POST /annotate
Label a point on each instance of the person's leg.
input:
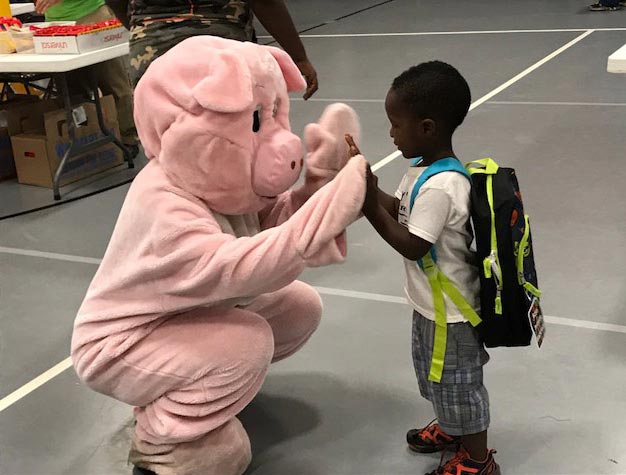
(188, 379)
(113, 80)
(430, 438)
(460, 400)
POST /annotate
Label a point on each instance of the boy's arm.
(397, 236)
(390, 203)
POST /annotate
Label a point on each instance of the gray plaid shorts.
(460, 400)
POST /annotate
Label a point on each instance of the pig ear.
(291, 73)
(228, 85)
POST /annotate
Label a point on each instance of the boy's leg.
(430, 438)
(460, 400)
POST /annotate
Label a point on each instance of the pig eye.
(256, 120)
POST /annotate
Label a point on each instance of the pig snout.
(278, 163)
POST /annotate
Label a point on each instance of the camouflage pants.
(152, 38)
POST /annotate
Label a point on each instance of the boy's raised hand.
(353, 150)
(371, 193)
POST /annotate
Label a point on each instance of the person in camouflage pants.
(158, 25)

■ ■ ■

= WHAT THE TASK REQUIRES =
Print out all the material above exactly as it appears, omitting the images.

= OUTPUT OF THE TASK =
POST /annotate
Label a point on each instance of the person's leg.
input:
(188, 379)
(113, 80)
(430, 438)
(460, 400)
POST /annotate
Label a point on each instance of the boy's arm.
(397, 236)
(390, 203)
POST /annotate
Label a point on each instance of the gray plaid shorts.
(460, 400)
POST /annotate
Label a point on each instance of the pig ear.
(291, 73)
(228, 85)
POST /annotate
Label a point on each instance of the boy's leg.
(430, 438)
(460, 400)
POST /annotate
Label a point on each instance of the pig eye.
(256, 120)
POST /annotate
Label a point on each instance of the pig snout.
(278, 163)
POST /annotate
Label a point on each instance of the camouflage pants.
(152, 38)
POST /annotate
Label a point on each instance of the boy's raised hand.
(353, 150)
(371, 193)
POST /annotate
Label a point on each instance of the person in camouflage pants.
(158, 25)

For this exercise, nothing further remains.